**Working data:**
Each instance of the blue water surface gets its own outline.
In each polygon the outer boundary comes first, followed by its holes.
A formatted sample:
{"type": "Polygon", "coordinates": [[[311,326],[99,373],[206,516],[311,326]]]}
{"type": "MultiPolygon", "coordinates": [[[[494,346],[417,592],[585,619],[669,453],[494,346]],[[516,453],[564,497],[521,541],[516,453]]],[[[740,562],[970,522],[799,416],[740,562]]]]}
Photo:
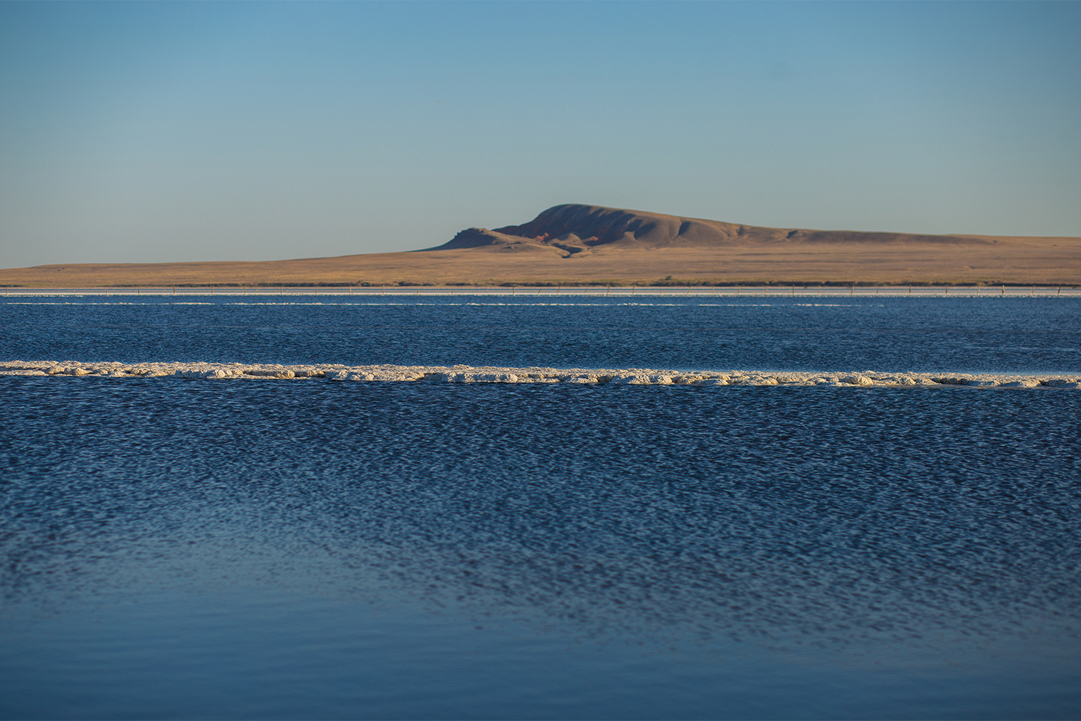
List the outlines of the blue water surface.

**Task:**
Reproduce each item above verbatim, omitting the pictures.

**Reply:**
Each instance of the blue water surface gets its own outline.
In each polygon the outer boundary comes first, followed by its holes.
A formatted sample:
{"type": "Polygon", "coordinates": [[[311,326],[99,373],[206,516],[311,326]]]}
{"type": "MultiPolygon", "coordinates": [[[[494,346],[417,592],[585,619],[669,453],[494,346]],[[516,453],[564,497],[521,541],[516,453]]],[[[740,562],[970,522],[799,416],[740,562]]]]}
Photo:
List the outlines of the blue water surface.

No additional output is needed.